[SHORT TASK] Copy each of the items below word for word, leaving out the pictures.
:::
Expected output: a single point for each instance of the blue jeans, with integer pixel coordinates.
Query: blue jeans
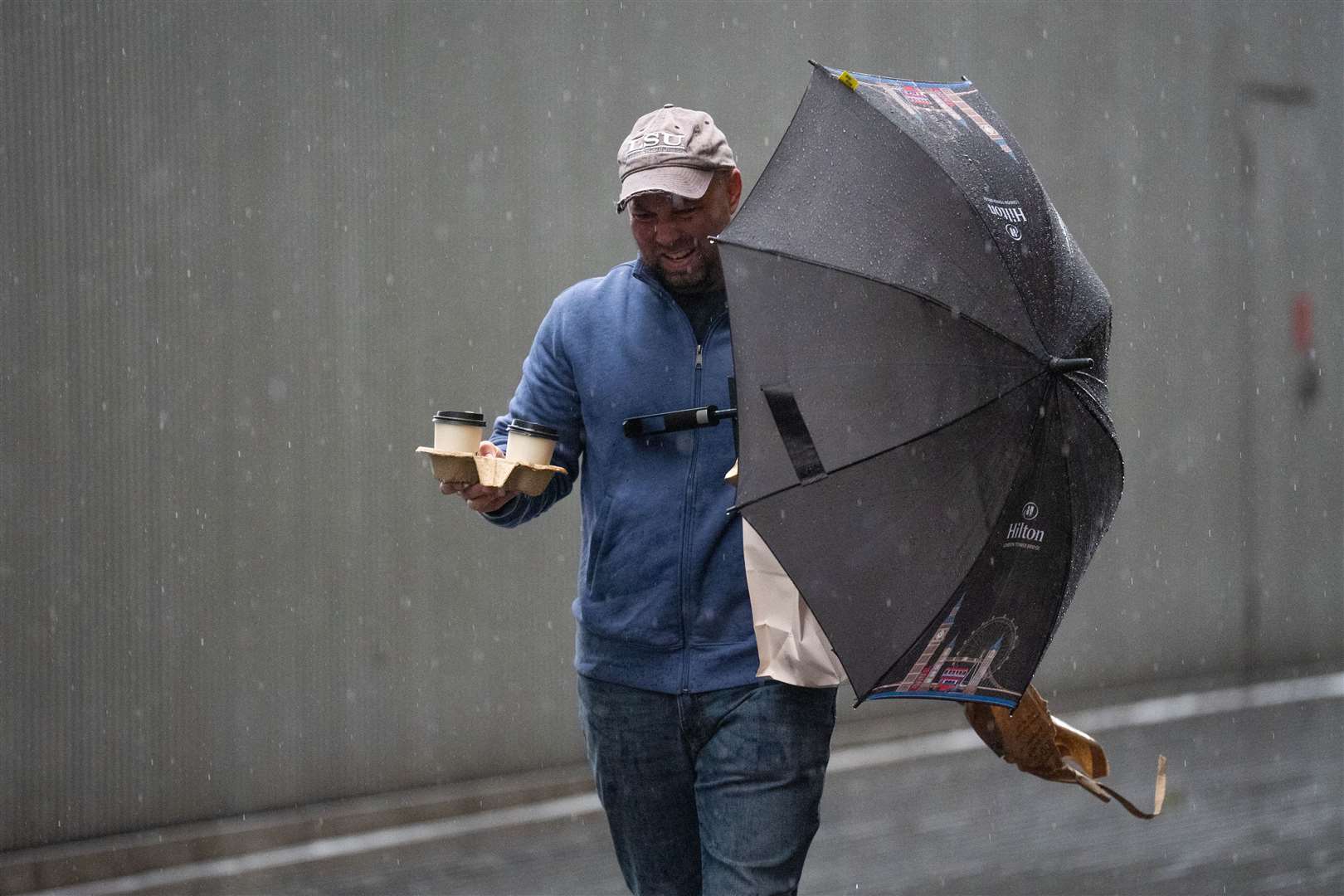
(715, 791)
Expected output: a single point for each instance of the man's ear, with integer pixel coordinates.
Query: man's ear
(734, 190)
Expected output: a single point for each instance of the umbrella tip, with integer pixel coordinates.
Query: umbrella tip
(1070, 364)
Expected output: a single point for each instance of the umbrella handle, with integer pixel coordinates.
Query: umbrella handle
(691, 418)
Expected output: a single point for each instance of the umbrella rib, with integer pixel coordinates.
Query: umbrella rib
(738, 508)
(874, 280)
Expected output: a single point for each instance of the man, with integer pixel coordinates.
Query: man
(710, 777)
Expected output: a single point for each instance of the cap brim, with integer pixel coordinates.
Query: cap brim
(680, 180)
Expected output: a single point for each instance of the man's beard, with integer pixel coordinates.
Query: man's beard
(702, 278)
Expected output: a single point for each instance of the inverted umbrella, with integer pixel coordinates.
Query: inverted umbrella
(919, 351)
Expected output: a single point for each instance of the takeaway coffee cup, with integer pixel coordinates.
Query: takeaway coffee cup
(530, 442)
(459, 431)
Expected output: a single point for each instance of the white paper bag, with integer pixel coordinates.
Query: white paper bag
(791, 644)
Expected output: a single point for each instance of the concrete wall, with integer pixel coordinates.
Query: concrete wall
(246, 250)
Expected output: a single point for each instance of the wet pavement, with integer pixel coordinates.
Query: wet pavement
(1254, 804)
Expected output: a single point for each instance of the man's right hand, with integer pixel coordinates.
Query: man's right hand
(480, 497)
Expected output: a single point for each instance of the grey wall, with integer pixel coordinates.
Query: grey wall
(247, 249)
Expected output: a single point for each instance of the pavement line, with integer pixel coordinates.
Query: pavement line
(1144, 712)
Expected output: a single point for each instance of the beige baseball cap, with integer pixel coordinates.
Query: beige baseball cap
(672, 151)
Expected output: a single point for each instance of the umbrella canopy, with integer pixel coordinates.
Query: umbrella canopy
(923, 445)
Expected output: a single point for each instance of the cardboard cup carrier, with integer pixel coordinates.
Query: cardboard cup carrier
(526, 465)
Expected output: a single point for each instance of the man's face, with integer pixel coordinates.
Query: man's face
(672, 231)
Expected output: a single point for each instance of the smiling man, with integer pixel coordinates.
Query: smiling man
(710, 777)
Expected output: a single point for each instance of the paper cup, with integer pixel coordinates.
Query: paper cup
(459, 431)
(530, 442)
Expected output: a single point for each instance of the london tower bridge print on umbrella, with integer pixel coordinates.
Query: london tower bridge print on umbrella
(919, 351)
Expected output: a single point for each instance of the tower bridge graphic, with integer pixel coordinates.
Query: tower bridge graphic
(953, 664)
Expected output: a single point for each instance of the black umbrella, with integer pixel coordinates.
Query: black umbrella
(921, 356)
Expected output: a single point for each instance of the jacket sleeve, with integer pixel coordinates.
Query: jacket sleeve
(546, 394)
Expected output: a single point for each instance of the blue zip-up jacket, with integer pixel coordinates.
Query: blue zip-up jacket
(661, 594)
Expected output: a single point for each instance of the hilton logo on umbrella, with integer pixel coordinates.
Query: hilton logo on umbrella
(1023, 535)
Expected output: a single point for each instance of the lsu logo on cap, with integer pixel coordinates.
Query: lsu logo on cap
(655, 141)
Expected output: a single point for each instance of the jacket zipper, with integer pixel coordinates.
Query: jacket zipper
(689, 509)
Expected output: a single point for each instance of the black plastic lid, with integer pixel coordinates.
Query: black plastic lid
(535, 429)
(470, 418)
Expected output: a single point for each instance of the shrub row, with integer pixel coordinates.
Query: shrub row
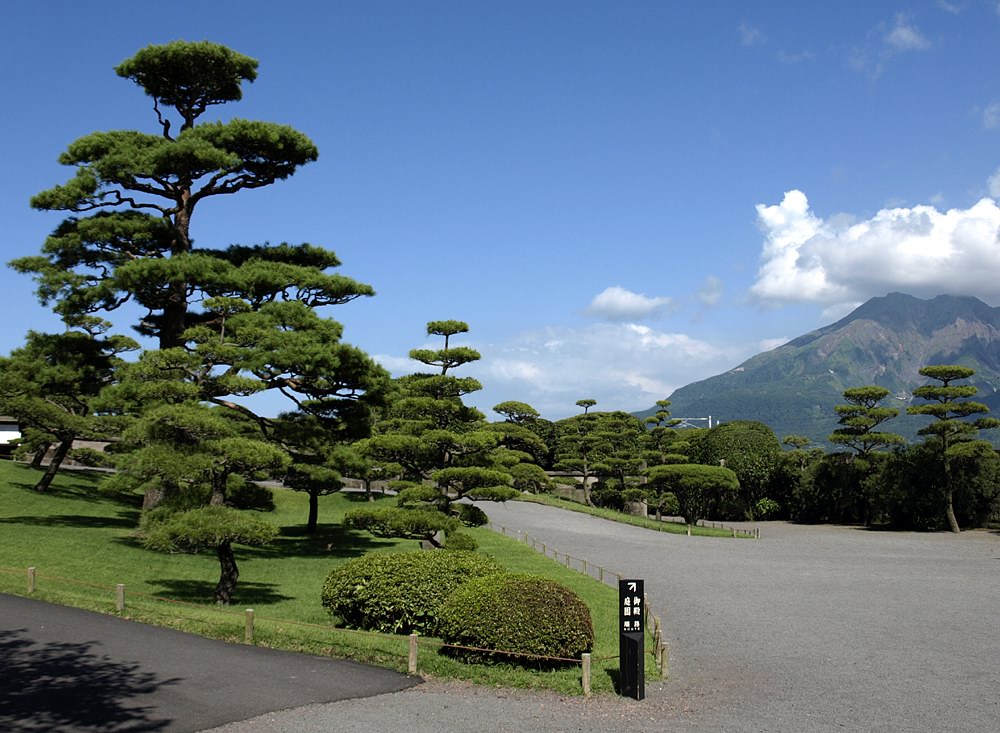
:::
[EXPECTED OUTPUT]
Expected output: a single point for each instance of the blue jeans, with integer pixel coordinates.
Query: blue jeans
(715, 791)
Expected output: a single point for each instance of the man's ear, with integer pixel coordinates.
Query: man's ear
(734, 190)
Expected output: a single point for each instance of the umbrella tip, with integer pixel coordinates.
Query: umbrella tip
(1070, 364)
Expected output: a single point for each instance of the umbrella handle, with integer pixel coordinates.
Query: umbrella handle
(691, 418)
Expected output: a single point for each instance of the umbrella rib, with integer pixel coordinates.
Query: umbrella rib
(738, 508)
(874, 280)
Expected output: a single point for each instance of the man, with integer pixel coordinates.
Query: man
(710, 777)
Expected output: a single point for each instance of the cap brim, with integer pixel coordinates.
Query: cap brim
(680, 180)
Expected output: a single point for each instance of the man's beard, with integer pixel coordinates.
Query: man's beard
(702, 278)
Expected output: a single point for each instance of the inverted umbrella, with integer pixel coordinates.
Query: inverted umbrella
(919, 351)
Expected output: a single point for each instance of the takeaway coffee cup, with integer pixel coordinates.
Query: takeaway coffee cup
(530, 442)
(459, 431)
Expected output: a single point for each instance of the white paper bag, with integer pixel coordinates.
Query: white paper bag
(791, 644)
Expected output: a single point for each instance of the concrete wall, with integer pixel coordinates.
Query: concrete wall
(246, 250)
Expected output: a single point for each instance of the wet pavement, with integer pixel coordinates.
Query: wet pavement
(1254, 804)
Expected output: a single point for each instance of the man's right hand, with integer pixel coordinates.
Query: man's right hand
(480, 497)
Expected output: a single point for each instance of the grey wall, with integer pixel coordinates.
Query: grey wall
(247, 249)
Expected output: a single point for each instance of the pavement line, with integer pixel coordinates.
Query: pavement line
(1144, 712)
Expected output: a single point for each instance of the beige baseball cap, with integer pixel coordinates.
Query: beige baseball cap
(672, 151)
Expected output: a single point for each instance of the umbrella canopy, with integer pixel coordinates.
Query: umbrella canopy
(923, 445)
Expected output: a single point for each instance of the cardboard cup carrier, with integer pixel coordinates.
Query: cardboard cup carrier
(526, 465)
Expected output: a single point for each instance of the man's face, with integer pixel coordinates.
Query: man's face
(672, 231)
Expected output: a single point for each instance of the smiling man, with integer pixel coordinates.
Query: smiling man
(710, 777)
Expected output: a single point for each instance of the paper cup, with integer pixel coordinates.
Query: paper cup
(459, 431)
(530, 442)
Expected output: a single point for each instance of the london tower bridge print on umbrella, with integer pixel coordinates.
Query: london tower bridge print on umbrella
(919, 351)
Expected output: a single point for each instance of the tower bridge graphic, with integer pixel coordinates.
Query: tower bridge graphic
(953, 664)
Expected output: a single point for each instance of the black umbrella, with integer pixel coordinates.
Query: black umbrella
(921, 356)
Expected output: a single point for each instance of the jacket sleeve, with integer pixel coordinates.
Query: jacket sleeve
(546, 394)
Expected output: a single point for each instance of the blue zip-up jacket, with integer pixel coordinates.
Query: blue zip-up jacket
(661, 594)
Expected output: a single point for each instance of the hilton logo on umbrella, with integer pixel coordinates.
Query: hilton logo on umbrella
(1023, 535)
Expected output: a single point for each instance of the lsu logo on cap, with integer pixel coordinates.
Query: lsu logo on cap
(655, 141)
Expected output: a single point for each instance of the jacket zipper, with integer pixel coordinates.
Query: jacket zipper
(689, 509)
Expected output: a single point for each instance of the black plastic lid, with integer pixel coordinates.
Query: black plastic lid
(535, 429)
(470, 418)
Expected output: a single point for each instance of the shrub row, with integer pixel coordinates.
Query: shrub row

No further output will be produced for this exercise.